_CONSIGNE_: Citez mot pour mot toutes les lignes des fiches ci-dessous, sans reprendre les images.
··· DONNÉES
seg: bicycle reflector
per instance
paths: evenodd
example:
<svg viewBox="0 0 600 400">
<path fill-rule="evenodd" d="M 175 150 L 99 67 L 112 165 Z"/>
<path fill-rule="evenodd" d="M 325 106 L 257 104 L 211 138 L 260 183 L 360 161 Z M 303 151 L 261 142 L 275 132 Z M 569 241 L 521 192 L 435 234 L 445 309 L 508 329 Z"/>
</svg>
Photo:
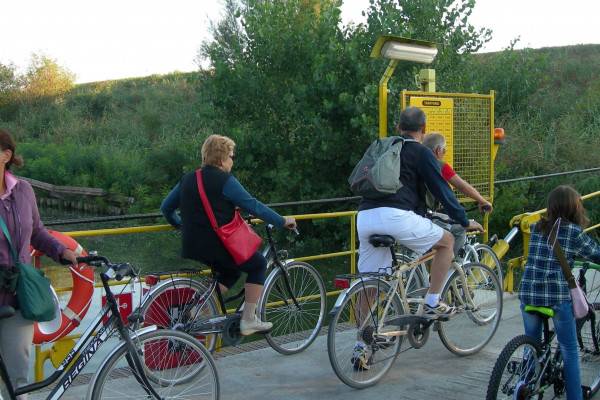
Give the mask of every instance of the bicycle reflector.
<svg viewBox="0 0 600 400">
<path fill-rule="evenodd" d="M 154 286 L 158 283 L 158 281 L 159 281 L 159 278 L 157 275 L 146 275 L 146 279 L 145 279 L 146 285 Z"/>
<path fill-rule="evenodd" d="M 504 144 L 506 136 L 504 135 L 504 128 L 494 128 L 494 143 Z"/>
<path fill-rule="evenodd" d="M 350 279 L 335 278 L 333 280 L 333 286 L 335 286 L 336 289 L 348 289 L 350 287 Z"/>
</svg>

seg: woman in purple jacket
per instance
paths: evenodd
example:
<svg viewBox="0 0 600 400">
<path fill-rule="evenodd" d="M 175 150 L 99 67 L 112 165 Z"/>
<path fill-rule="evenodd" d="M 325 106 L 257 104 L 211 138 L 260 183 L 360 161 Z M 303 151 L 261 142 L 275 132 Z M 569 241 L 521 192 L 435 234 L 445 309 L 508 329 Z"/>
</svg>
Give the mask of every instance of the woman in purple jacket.
<svg viewBox="0 0 600 400">
<path fill-rule="evenodd" d="M 12 165 L 20 166 L 21 157 L 15 153 L 15 142 L 10 133 L 0 129 L 0 217 L 8 227 L 13 244 L 19 253 L 19 260 L 31 262 L 29 245 L 44 252 L 56 261 L 63 258 L 77 267 L 75 254 L 54 239 L 40 220 L 35 194 L 31 185 L 10 173 Z M 0 235 L 0 281 L 8 270 L 14 269 L 8 241 Z M 15 387 L 27 384 L 29 350 L 33 340 L 33 321 L 28 321 L 19 312 L 19 302 L 14 292 L 0 282 L 0 306 L 9 305 L 17 313 L 0 320 L 0 354 L 9 366 L 10 379 Z M 26 395 L 19 397 L 26 399 Z"/>
</svg>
······
_RÉSULTAT_:
seg: bicycle reflector
per instance
paths: evenodd
example:
<svg viewBox="0 0 600 400">
<path fill-rule="evenodd" d="M 175 150 L 99 67 L 112 165 Z"/>
<path fill-rule="evenodd" d="M 325 106 L 257 104 L 211 138 L 260 183 L 360 161 Z M 303 151 L 261 142 L 275 132 Z M 569 241 L 521 192 L 435 234 L 445 309 L 508 329 Z"/>
</svg>
Photo:
Give the mask of every instance of the bicycle reflector.
<svg viewBox="0 0 600 400">
<path fill-rule="evenodd" d="M 154 286 L 158 283 L 158 281 L 159 281 L 159 278 L 157 275 L 146 275 L 146 279 L 145 279 L 146 285 Z"/>
<path fill-rule="evenodd" d="M 504 144 L 506 136 L 504 135 L 504 128 L 494 128 L 494 143 Z"/>
<path fill-rule="evenodd" d="M 350 279 L 335 278 L 333 280 L 333 286 L 335 286 L 336 289 L 348 289 L 350 287 Z"/>
</svg>

seg: woman in purple jacket
per instance
paths: evenodd
example:
<svg viewBox="0 0 600 400">
<path fill-rule="evenodd" d="M 175 150 L 99 67 L 112 165 Z"/>
<path fill-rule="evenodd" d="M 325 106 L 257 104 L 211 138 L 260 183 L 360 161 Z M 303 151 L 261 142 L 275 132 Z M 569 241 L 521 192 L 435 234 L 445 309 L 508 329 Z"/>
</svg>
Give the mask of every instance of the woman in purple jacket.
<svg viewBox="0 0 600 400">
<path fill-rule="evenodd" d="M 12 165 L 20 166 L 21 157 L 15 153 L 15 142 L 10 133 L 0 129 L 0 217 L 8 227 L 13 244 L 19 253 L 19 260 L 31 262 L 29 245 L 44 252 L 56 261 L 63 258 L 77 267 L 75 254 L 54 239 L 40 220 L 35 194 L 31 185 L 10 173 Z M 0 235 L 0 281 L 8 270 L 14 269 L 8 241 Z M 15 387 L 27 384 L 29 350 L 33 340 L 33 321 L 28 321 L 19 312 L 19 302 L 14 292 L 0 282 L 0 306 L 9 305 L 17 313 L 0 320 L 0 354 L 9 366 L 10 379 Z M 26 395 L 19 397 L 26 399 Z"/>
</svg>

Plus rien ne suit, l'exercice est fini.